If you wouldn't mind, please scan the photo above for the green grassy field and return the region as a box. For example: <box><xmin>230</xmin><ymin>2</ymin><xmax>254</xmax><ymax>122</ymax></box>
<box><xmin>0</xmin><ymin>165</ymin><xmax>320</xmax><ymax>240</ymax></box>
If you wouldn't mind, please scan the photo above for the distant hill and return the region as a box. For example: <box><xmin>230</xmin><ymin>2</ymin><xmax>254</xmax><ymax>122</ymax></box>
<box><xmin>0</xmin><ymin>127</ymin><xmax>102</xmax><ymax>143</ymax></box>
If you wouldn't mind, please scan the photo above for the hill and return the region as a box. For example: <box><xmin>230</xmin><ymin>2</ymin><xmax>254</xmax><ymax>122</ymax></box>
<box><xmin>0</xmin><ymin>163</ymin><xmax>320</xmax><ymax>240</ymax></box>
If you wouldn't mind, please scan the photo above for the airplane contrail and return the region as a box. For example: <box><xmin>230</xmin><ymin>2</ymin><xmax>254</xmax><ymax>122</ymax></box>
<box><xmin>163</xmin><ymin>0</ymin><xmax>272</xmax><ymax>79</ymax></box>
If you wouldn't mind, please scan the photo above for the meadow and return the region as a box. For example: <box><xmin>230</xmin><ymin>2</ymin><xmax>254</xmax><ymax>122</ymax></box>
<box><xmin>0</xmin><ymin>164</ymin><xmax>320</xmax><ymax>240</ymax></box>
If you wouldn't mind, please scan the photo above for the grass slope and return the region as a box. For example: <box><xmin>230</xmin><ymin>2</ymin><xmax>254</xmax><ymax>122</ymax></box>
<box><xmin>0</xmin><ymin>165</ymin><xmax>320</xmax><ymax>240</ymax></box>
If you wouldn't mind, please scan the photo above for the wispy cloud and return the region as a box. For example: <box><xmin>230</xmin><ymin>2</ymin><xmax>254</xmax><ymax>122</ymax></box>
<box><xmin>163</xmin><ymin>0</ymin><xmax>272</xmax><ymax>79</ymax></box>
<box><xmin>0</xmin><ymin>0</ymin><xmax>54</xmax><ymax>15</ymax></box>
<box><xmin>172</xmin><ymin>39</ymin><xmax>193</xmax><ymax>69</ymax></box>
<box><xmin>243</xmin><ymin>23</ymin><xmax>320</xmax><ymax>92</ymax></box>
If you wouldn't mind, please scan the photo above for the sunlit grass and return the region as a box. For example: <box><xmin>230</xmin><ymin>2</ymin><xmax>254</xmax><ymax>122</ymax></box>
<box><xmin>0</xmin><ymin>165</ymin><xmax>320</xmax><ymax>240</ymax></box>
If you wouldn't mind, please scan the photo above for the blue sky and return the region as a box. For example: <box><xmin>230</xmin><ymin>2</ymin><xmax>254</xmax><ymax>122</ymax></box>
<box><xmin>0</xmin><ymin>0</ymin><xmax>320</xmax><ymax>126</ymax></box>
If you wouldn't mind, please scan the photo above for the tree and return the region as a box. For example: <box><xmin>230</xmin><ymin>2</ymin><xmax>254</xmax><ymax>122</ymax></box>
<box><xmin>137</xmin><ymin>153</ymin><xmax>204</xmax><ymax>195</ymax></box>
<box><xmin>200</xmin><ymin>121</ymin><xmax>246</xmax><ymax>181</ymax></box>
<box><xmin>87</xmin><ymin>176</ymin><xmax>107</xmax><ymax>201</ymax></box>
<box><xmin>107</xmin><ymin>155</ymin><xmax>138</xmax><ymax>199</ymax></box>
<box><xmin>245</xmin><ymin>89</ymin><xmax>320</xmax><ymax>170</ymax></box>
··········
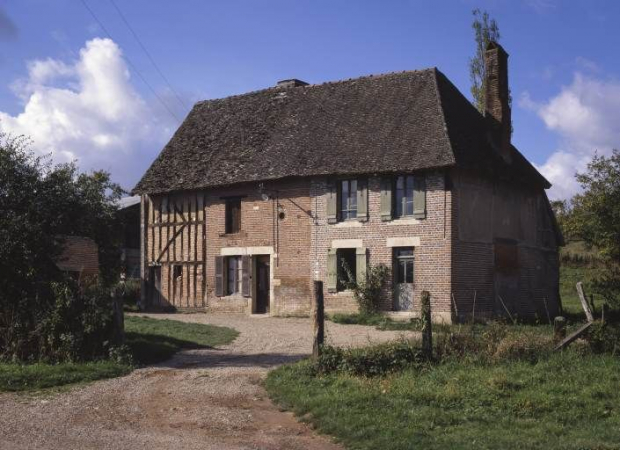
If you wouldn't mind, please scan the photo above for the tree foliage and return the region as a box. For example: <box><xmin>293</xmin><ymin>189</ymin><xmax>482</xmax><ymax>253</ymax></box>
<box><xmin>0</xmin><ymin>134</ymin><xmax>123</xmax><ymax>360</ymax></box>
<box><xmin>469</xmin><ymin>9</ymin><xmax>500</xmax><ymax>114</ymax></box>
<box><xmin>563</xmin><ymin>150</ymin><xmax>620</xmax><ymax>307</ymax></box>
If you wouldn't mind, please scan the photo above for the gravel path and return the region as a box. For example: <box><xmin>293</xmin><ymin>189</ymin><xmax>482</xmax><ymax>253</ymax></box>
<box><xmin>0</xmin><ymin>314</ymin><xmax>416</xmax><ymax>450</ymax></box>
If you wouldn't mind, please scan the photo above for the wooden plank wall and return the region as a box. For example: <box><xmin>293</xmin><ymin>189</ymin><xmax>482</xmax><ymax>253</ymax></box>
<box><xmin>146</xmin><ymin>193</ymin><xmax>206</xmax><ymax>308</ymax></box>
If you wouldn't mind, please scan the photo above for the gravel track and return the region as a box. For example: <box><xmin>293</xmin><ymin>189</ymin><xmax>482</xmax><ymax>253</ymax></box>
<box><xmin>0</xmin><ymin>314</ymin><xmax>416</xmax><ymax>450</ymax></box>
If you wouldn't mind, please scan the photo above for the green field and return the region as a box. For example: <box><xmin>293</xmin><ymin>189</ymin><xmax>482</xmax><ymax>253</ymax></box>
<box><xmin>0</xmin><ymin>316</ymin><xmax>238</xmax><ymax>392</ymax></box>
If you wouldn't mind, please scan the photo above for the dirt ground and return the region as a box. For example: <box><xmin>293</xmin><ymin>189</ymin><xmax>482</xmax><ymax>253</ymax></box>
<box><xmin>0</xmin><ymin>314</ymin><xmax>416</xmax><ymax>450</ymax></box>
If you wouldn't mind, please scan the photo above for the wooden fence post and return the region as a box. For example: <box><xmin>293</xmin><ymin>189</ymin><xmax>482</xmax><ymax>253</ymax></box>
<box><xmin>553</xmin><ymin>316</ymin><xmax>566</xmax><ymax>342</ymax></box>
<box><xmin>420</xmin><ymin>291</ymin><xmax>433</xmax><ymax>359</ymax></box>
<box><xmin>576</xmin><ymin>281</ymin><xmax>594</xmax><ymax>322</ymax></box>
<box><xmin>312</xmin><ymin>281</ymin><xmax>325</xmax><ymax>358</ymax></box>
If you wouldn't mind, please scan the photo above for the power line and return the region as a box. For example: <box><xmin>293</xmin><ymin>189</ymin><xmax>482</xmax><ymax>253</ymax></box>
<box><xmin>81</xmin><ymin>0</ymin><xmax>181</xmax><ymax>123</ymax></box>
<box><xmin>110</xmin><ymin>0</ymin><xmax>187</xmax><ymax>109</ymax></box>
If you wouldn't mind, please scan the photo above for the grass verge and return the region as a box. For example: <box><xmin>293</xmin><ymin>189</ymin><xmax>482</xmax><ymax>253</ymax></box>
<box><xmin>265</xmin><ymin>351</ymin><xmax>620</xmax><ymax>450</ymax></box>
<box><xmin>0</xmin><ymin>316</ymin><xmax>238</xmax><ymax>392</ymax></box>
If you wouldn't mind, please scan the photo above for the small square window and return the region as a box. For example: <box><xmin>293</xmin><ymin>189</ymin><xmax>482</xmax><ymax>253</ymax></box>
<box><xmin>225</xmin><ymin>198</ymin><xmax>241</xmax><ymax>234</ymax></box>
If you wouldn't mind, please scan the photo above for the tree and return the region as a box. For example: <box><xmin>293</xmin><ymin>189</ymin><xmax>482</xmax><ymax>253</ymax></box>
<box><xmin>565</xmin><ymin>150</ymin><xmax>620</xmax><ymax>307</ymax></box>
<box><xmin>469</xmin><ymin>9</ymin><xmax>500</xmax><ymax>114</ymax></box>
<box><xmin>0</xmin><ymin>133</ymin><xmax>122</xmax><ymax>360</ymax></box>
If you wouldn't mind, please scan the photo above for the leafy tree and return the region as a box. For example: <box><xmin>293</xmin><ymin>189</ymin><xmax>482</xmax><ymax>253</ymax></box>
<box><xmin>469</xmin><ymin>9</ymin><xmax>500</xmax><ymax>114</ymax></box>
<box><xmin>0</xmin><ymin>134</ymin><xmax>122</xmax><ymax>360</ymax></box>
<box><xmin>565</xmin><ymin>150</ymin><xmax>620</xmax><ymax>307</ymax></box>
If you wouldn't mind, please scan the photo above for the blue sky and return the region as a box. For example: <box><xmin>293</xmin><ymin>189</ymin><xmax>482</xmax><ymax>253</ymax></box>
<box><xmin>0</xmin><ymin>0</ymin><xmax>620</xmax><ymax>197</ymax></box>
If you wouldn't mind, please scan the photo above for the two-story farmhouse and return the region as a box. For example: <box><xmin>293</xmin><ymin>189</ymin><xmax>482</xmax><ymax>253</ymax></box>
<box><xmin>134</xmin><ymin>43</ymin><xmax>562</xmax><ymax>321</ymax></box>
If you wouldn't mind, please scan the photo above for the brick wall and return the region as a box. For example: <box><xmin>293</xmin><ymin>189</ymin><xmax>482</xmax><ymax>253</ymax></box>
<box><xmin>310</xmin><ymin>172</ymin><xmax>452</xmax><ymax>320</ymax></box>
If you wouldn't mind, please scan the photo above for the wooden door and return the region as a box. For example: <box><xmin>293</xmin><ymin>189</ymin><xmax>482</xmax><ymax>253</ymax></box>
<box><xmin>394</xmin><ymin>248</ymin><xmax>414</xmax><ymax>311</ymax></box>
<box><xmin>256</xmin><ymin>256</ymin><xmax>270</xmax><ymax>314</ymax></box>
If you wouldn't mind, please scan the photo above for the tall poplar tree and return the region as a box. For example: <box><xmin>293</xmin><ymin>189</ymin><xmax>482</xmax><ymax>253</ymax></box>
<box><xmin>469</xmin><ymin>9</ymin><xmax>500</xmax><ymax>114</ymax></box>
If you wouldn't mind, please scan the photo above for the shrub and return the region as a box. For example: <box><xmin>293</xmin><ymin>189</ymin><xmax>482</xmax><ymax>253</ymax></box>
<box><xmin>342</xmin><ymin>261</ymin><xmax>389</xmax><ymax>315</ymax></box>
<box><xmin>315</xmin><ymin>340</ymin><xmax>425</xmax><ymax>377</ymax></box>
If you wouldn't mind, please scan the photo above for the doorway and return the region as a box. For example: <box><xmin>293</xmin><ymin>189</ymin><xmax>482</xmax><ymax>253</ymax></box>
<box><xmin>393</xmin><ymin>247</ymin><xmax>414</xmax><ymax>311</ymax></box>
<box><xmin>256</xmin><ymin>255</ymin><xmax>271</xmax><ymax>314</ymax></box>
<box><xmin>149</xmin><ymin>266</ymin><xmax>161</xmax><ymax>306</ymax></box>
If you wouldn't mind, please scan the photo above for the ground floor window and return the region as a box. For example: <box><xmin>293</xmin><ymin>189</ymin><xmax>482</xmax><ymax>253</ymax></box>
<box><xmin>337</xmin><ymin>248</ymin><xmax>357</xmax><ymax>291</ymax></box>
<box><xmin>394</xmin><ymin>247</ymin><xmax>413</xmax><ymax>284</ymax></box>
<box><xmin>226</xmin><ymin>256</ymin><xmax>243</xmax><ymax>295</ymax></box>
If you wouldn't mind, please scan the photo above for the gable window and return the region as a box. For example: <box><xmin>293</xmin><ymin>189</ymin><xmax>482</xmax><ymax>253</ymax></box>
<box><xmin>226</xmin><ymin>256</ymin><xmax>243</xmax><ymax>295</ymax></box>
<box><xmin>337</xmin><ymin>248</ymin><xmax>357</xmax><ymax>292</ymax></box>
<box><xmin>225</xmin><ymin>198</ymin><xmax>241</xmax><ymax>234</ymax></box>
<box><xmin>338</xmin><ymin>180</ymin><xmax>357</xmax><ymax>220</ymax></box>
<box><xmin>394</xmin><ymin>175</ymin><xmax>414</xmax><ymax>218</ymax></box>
··········
## THE EXERCISE:
Pull out each line of the records above that contains the word "field", and copy those lines in their original order.

## THE REPLY:
If you wouldn't mind, please scan the photo above for the green grassy field and return the region as a box. For example: <box><xmin>230</xmin><ymin>2</ymin><xmax>254</xmax><ymax>122</ymax></box>
If you wouldn't mind, please scan the photo above for the green field and return the region as a box. For example: <box><xmin>293</xmin><ymin>189</ymin><xmax>482</xmax><ymax>253</ymax></box>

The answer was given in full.